» The input
◆ ◆ ◆ ◆

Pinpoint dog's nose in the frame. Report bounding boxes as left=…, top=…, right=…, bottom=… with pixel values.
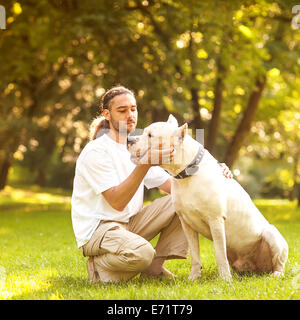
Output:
left=127, top=136, right=137, bottom=147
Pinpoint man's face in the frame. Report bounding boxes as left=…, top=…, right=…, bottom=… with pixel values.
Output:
left=103, top=93, right=138, bottom=135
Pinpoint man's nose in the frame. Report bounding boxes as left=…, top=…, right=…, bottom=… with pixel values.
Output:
left=127, top=136, right=138, bottom=147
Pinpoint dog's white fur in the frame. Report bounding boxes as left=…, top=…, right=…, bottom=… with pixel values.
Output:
left=129, top=115, right=288, bottom=280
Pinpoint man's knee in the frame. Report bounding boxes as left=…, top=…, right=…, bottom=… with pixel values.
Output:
left=123, top=239, right=155, bottom=272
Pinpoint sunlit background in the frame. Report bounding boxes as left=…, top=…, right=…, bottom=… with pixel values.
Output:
left=0, top=0, right=300, bottom=202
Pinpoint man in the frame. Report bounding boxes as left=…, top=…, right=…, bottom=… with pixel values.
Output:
left=72, top=86, right=232, bottom=282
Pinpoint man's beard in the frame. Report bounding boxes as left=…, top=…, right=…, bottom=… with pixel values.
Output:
left=110, top=116, right=135, bottom=135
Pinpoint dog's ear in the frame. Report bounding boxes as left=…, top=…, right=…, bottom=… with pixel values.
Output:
left=177, top=123, right=188, bottom=140
left=167, top=114, right=178, bottom=127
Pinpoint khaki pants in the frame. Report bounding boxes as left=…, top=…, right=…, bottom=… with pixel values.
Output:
left=82, top=195, right=188, bottom=282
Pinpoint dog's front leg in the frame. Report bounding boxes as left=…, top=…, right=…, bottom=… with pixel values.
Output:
left=179, top=217, right=202, bottom=281
left=209, top=218, right=231, bottom=281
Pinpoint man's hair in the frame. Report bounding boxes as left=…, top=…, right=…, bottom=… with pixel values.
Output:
left=89, top=85, right=134, bottom=140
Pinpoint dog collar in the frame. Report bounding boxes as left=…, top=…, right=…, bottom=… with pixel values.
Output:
left=174, top=145, right=205, bottom=179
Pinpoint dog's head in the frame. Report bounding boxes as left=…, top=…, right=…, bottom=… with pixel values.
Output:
left=127, top=115, right=188, bottom=163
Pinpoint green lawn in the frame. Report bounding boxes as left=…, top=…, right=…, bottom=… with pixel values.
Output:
left=0, top=187, right=300, bottom=300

◆ ◆ ◆ ◆

» Request
Recast the records, from the line containing "Pinpoint man's knee" through the last line of the records (inclusive), as a Markdown table with columns Row and Record line. Give each line its own numbered row and omit blank lines.

» Right answer
| Row | Record line |
|---|---|
| 1 | Pinpoint man's knee in the frame. Report bounding boxes as left=…, top=…, right=…, bottom=… with pixel values. |
| 2 | Output: |
| 3 | left=123, top=239, right=155, bottom=272 |
| 4 | Pinpoint sunlit background in the frame. Report bounding boxes as left=…, top=…, right=…, bottom=… with pixel values. |
| 5 | Output: |
| 6 | left=0, top=0, right=300, bottom=202 |
| 7 | Pinpoint man in the frame. Report bounding boxes as left=…, top=…, right=…, bottom=… with pixel values. |
| 8 | Output: |
| 9 | left=72, top=86, right=232, bottom=282 |
| 10 | Pinpoint man's beard in the frame. Report bounding boxes as left=…, top=…, right=…, bottom=… with pixel values. |
| 11 | Output: |
| 12 | left=110, top=116, right=135, bottom=135 |
| 13 | Pinpoint dog's ear in the frame. Report bounding boxes as left=…, top=…, right=…, bottom=… with pixel values. |
| 14 | Output: |
| 15 | left=177, top=123, right=188, bottom=140 |
| 16 | left=167, top=114, right=178, bottom=127 |
| 17 | Pinpoint khaki pants in the frame. Report bounding boxes as left=…, top=…, right=…, bottom=… with pixel values. |
| 18 | Output: |
| 19 | left=82, top=195, right=188, bottom=282 |
| 20 | Pinpoint dog's front leg in the frame. Report bounding boxes as left=…, top=…, right=…, bottom=… with pixel values. |
| 21 | Output: |
| 22 | left=179, top=217, right=202, bottom=281 |
| 23 | left=209, top=218, right=231, bottom=281 |
| 24 | Pinpoint man's hair in the frame. Report bounding boxes as left=…, top=…, right=…, bottom=… with pixel values. |
| 25 | Output: |
| 26 | left=89, top=85, right=134, bottom=140 |
| 27 | Pinpoint dog collar in the frame. Report bounding boxes as left=…, top=…, right=…, bottom=… with pixel values. |
| 28 | Output: |
| 29 | left=174, top=145, right=205, bottom=179 |
| 30 | Pinpoint dog's head in the frame. Report bounding boxes as left=…, top=…, right=…, bottom=… with pixel values. |
| 31 | Output: |
| 32 | left=127, top=115, right=188, bottom=163 |
| 33 | Pinpoint green lawn in the frame. Report bounding boxes as left=…, top=…, right=…, bottom=… with pixel values. |
| 34 | Output: |
| 35 | left=0, top=187, right=300, bottom=300 |